▶ **Referring expression pointing data**:
····················
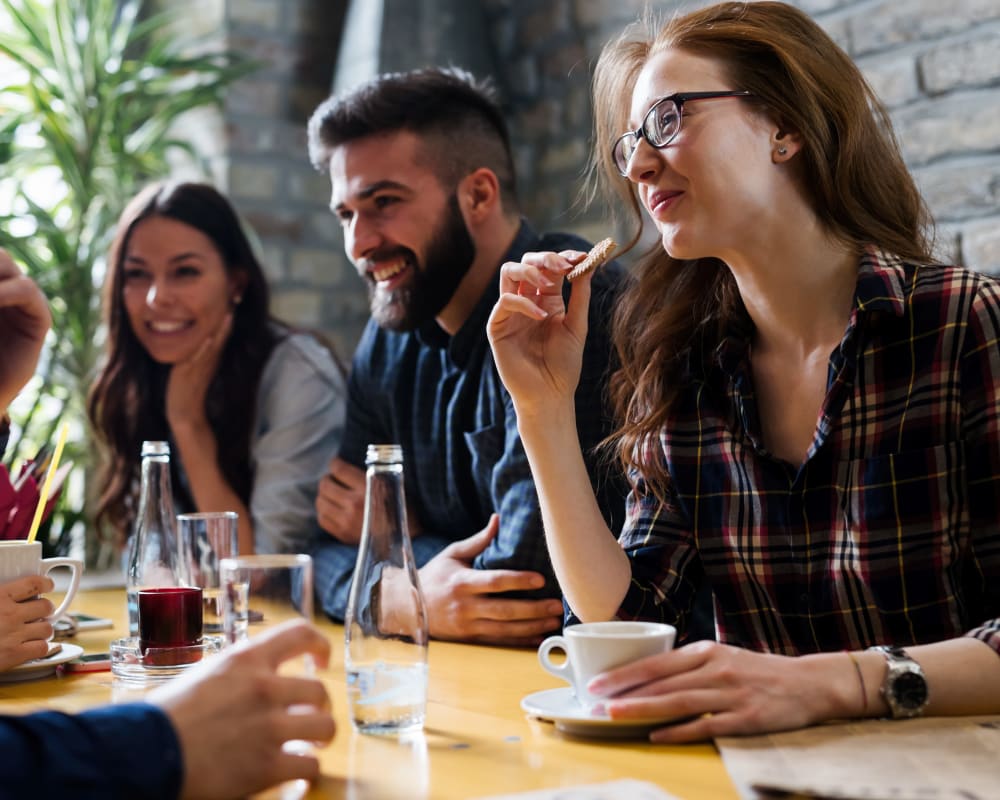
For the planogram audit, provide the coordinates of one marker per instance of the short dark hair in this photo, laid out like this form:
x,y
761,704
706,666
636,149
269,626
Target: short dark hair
x,y
456,115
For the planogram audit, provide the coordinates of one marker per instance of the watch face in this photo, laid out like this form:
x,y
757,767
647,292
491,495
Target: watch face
x,y
910,690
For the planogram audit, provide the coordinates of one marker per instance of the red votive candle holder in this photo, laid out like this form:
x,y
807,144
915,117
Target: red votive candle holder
x,y
170,619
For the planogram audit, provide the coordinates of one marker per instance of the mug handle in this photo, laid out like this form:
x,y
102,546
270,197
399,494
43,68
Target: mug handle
x,y
559,670
76,567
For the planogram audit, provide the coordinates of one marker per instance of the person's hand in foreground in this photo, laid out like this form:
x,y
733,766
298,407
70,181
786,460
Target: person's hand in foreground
x,y
462,601
24,321
719,690
234,713
24,631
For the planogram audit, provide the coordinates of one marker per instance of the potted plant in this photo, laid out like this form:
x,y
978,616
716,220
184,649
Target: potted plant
x,y
90,94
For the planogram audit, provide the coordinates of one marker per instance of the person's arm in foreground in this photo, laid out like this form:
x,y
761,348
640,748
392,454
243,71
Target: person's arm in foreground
x,y
196,441
215,733
24,320
24,631
537,343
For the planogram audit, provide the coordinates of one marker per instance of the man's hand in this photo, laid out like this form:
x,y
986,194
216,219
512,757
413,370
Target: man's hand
x,y
24,321
462,603
24,631
340,501
234,712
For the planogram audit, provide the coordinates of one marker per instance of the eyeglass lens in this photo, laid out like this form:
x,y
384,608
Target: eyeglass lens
x,y
660,124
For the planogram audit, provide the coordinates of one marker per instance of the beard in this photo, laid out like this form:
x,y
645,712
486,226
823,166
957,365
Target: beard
x,y
432,284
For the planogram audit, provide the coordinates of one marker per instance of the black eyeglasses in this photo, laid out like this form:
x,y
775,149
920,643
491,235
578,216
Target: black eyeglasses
x,y
660,125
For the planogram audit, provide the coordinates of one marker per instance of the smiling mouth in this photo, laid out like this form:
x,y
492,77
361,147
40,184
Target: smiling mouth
x,y
164,326
389,271
662,200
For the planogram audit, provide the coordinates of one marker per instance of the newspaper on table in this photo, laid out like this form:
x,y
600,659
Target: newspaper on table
x,y
933,758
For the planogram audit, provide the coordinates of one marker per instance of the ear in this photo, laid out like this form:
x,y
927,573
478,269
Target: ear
x,y
237,286
784,144
479,195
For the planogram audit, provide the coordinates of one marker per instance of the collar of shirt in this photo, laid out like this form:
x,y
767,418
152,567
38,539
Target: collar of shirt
x,y
881,289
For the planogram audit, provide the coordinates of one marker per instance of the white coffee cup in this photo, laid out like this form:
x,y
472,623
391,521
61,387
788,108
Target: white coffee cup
x,y
20,557
595,647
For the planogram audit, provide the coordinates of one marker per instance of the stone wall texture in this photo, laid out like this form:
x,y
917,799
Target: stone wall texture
x,y
935,64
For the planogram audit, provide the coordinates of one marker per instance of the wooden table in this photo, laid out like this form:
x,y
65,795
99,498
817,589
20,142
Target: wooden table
x,y
477,741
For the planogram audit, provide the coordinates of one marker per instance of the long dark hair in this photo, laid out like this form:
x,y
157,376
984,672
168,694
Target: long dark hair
x,y
126,402
674,312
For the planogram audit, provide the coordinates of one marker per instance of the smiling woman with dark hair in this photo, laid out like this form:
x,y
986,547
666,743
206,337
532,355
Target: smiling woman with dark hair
x,y
251,408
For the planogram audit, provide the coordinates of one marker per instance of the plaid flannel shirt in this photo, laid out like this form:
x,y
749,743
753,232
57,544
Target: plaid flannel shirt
x,y
888,532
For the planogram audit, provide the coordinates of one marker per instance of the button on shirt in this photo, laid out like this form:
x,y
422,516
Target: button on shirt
x,y
889,532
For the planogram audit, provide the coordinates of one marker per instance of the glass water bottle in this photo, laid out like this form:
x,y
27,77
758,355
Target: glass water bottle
x,y
386,625
154,560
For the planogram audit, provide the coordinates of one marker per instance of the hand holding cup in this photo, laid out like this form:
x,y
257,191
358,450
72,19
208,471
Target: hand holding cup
x,y
595,647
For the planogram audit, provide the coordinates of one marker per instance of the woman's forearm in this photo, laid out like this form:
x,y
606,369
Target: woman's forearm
x,y
211,492
592,569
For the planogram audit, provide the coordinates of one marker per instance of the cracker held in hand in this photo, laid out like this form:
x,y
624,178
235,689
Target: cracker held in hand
x,y
598,255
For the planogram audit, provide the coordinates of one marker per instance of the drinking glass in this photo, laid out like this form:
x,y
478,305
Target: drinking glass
x,y
205,539
258,593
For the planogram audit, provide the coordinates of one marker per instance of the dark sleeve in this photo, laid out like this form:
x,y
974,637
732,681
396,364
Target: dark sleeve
x,y
128,750
362,424
594,417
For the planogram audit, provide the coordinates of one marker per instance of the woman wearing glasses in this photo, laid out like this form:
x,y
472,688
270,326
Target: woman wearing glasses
x,y
807,405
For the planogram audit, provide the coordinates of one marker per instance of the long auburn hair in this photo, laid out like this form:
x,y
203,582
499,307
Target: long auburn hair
x,y
674,313
126,403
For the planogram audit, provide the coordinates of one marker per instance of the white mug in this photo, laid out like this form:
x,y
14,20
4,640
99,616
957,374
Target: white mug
x,y
19,557
595,647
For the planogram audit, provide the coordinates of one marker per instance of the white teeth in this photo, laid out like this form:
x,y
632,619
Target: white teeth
x,y
388,272
167,327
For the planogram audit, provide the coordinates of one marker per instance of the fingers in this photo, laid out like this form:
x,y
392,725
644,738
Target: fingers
x,y
660,667
498,581
287,641
347,475
545,612
306,693
27,587
308,724
33,612
542,272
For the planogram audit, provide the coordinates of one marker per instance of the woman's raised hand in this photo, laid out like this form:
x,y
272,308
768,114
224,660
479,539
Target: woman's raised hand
x,y
189,379
537,339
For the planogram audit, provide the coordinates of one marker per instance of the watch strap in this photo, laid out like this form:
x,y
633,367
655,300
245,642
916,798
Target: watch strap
x,y
899,666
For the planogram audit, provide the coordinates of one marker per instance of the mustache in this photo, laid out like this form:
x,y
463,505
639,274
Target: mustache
x,y
386,254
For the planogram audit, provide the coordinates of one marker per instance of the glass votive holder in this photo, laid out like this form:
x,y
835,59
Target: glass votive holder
x,y
137,666
169,619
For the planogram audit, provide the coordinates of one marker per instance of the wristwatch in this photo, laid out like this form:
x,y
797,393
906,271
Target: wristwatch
x,y
905,687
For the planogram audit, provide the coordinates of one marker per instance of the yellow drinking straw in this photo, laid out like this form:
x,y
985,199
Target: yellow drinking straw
x,y
44,496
····················
▶ **AIM OF THE TASK**: When you copy the records above, keep every word exact but leave out the pictures.

▶ **RESULT OF THIS EXERCISE**:
For the planogram audit, provide the coordinates of one marker per instance of the short dark hair in this photo, laid out like this form:
x,y
761,704
706,666
636,149
269,626
Target: short dark hair
x,y
456,115
For the planogram audit, provide the coordinates of one marker per instance of the watch face in this photo, laid out like this form:
x,y
757,767
647,292
491,495
Target: watch face
x,y
910,690
For the planogram audit, provide the coordinates of one marker per instance of the red votive candle holder in this photo, laid out like this form:
x,y
807,144
915,117
Target: red votive candle holder
x,y
170,619
For the planogram audit, provide the coordinates of one marker per instance of the mug handle in this photo, laid out like this form:
x,y
102,546
270,197
399,494
43,68
Target: mug handle
x,y
559,670
76,567
For the planogram audit, provide the coordinates of one marker per instance of the person's hand in foreground in this photo, laid out like this form:
x,y
733,766
298,407
70,181
786,460
Target: person's hand in foreground
x,y
462,601
24,321
719,690
234,713
24,631
For the planogram audit, provide the coordinates of one marker per instance of the potted plant in this photo, laid out like this form:
x,y
978,616
716,220
184,649
Target: potted plant
x,y
90,94
For the planogram audit, provide the coordinates of one marker per instance of the person's arm in foreground in this photo, laid out like this form:
x,y
761,348
640,748
392,454
243,71
Target: person's arm in foreground
x,y
196,441
215,733
24,320
24,631
537,343
For the planogram audit, provide the coordinates of one marker per instance of the man's hand in this photo, laid out like this form:
x,y
986,194
216,219
512,757
413,370
Target: man's hand
x,y
24,321
462,603
24,631
340,501
234,712
For the planogram audit, provide the coordinates of one marker per instance of the eyeglass lens in this photo, laid out like this form:
x,y
384,608
Target: eyeglass lens
x,y
660,124
For the planogram audit, provide the coordinates of one marker per instance of the beard in this photo, laid out like this form:
x,y
645,712
486,226
823,166
957,365
Target: beard
x,y
432,284
For the planogram audit, provide the coordinates of one marker per instance of the black eyeglasses in this photo, laid out like this form:
x,y
775,149
920,643
491,235
578,216
Target: black eyeglasses
x,y
660,125
For the planogram audit, provide the coordinates of one marker per instance of the smiling mouth in this photo, laid out like this form:
x,y
492,77
361,147
40,184
Target: smiling mouth
x,y
164,326
389,271
662,200
For the planogram audit, provide the coordinates of one marker per instance of the newspaper on table in this photo, laid out like this form:
x,y
600,659
Target: newspaper on table
x,y
933,758
For the planogram audit, provide the coordinates of one marker per instance of the ear in this photo, laid out like this form:
x,y
927,573
478,269
Target: ear
x,y
237,286
784,144
479,195
For the planogram audit, provide the coordinates of one marker per instance of the collar of shirt in this photo, laid out like this form:
x,y
767,418
152,567
38,539
Target: collar of shirt
x,y
881,289
For the planogram audit, provide the coordinates of one marker per instance of the white coffee cup in this photo, laid out like this form:
x,y
472,623
391,521
61,387
788,108
Target: white coffee cup
x,y
20,557
595,647
For the planogram audit, provide the coordinates of one marker per instance of the stone wall texture in this photo, laid out like this form:
x,y
917,799
Target: stone wall texture
x,y
935,64
For the planogram audit, provide the coordinates of one marker per instance of the wooden table in this photo, laid out like this form:
x,y
65,795
99,498
817,589
20,142
Target: wooden table
x,y
477,741
For the planogram audit, provide the coordinates of one marker per instance of the long dark hair in this photo, laid out like this form:
x,y
157,376
984,672
168,694
Target: long dark hair
x,y
126,402
674,312
For the planogram audit, provide the coordinates of one marker per instance of the smiling woman with dark hair in this photo, laid out like this form:
x,y
986,547
666,743
206,337
532,355
Target: smiling woman with dark hair
x,y
251,408
For the planogram audit, provide the coordinates of one marker per instance of the plaid flannel shirt in this photo, laid out like this form:
x,y
749,743
753,232
57,544
Target: plaid flannel shirt
x,y
888,532
For the planogram audit, provide the coordinates of one marker per instance of the button on shirt in this photo, laid out like this form:
x,y
422,516
Target: button on shirt
x,y
889,532
For the planogram audit, provide the coordinates of one marker per instance of the glass water bottle in this photo, laid out like this form:
x,y
27,77
758,355
Target: glass water bottle
x,y
386,625
154,560
For the planogram audit, provide the coordinates of one marker per instance of the hand holding cup in this photo, laid out like this form:
x,y
257,191
358,450
72,19
208,471
Target: hand holding cup
x,y
595,647
For the planogram audit, provide the coordinates of one marker per instance of the woman's forearm in this photo, laid out like this form:
x,y
606,369
Target: woman's forearm
x,y
211,492
592,569
For the planogram audit, provide the coordinates of one marker per instance of the cracker held in hand in this photo, laid out like this form:
x,y
624,178
235,689
Target: cracker held in hand
x,y
598,255
For the planogram audit, provide the coordinates of one marker per instance of the drinking glass in this photo, laid out like this form:
x,y
478,305
Target: drinking glass
x,y
205,539
258,593
For the planogram audit, provide the coordinates of one marker per instance of the dark sleeve in this photo, laid out like this form:
x,y
974,637
732,681
396,364
Target: dark sleeve
x,y
128,750
362,424
594,417
For the planogram audit, provide the coordinates of one marker per instance of the woman wearing glasses in this photo, laid out like this form:
x,y
472,688
270,326
Target: woman wearing glasses
x,y
807,405
For the planogram audit, provide the coordinates of one marker per instance of the long auburn hair in this photo, laid out like this form:
x,y
203,582
499,307
Target: long auburn hair
x,y
674,313
126,403
For the planogram audit, provide the coordinates of one marker per instance of the white mug in this photo, laid out like this form:
x,y
14,20
4,640
99,616
957,374
Target: white mug
x,y
19,557
595,647
For the planogram audit, provide the coordinates of one marker per instance of the white teeth in this photo, laid out like this form:
x,y
632,619
Target: white teeth
x,y
388,272
167,327
For the planogram audit, provide the coordinates of one marker per instance of the fingers in this photo, laid out like this form:
x,y
392,725
644,738
Target: fingers
x,y
660,667
498,581
287,641
347,475
545,612
306,693
27,587
308,724
33,612
542,272
For the planogram audit, provide the coordinates of one marker per instance of the woman's raised hand in this photo, laid out like this form:
x,y
272,308
768,114
224,660
479,539
Target: woman's raised hand
x,y
189,379
537,339
For the planogram audit, provide the coordinates of one marker per instance of the watch strap in this photo, laid out like this form:
x,y
633,367
655,300
245,642
916,798
Target: watch strap
x,y
899,666
For the planogram audit, provide the coordinates of one marker per instance of the mustache in this photo, laid out like this form:
x,y
463,505
639,274
Target: mustache
x,y
386,254
For the planogram audit, provide the coordinates of one marker per instance of the glass votive holder in this photo, laid out like this form:
x,y
835,59
Target: glass votive holder
x,y
137,666
169,619
For the planogram audit, provide the coordinates of one marker per instance of the wristwatch in this photo, laid out like this form:
x,y
797,393
906,271
Target: wristwatch
x,y
905,687
For the planogram audit, provide the coordinates of one marker per instance of the yellow drinking straw in this photo, laid out like this form:
x,y
985,199
Target: yellow drinking straw
x,y
44,496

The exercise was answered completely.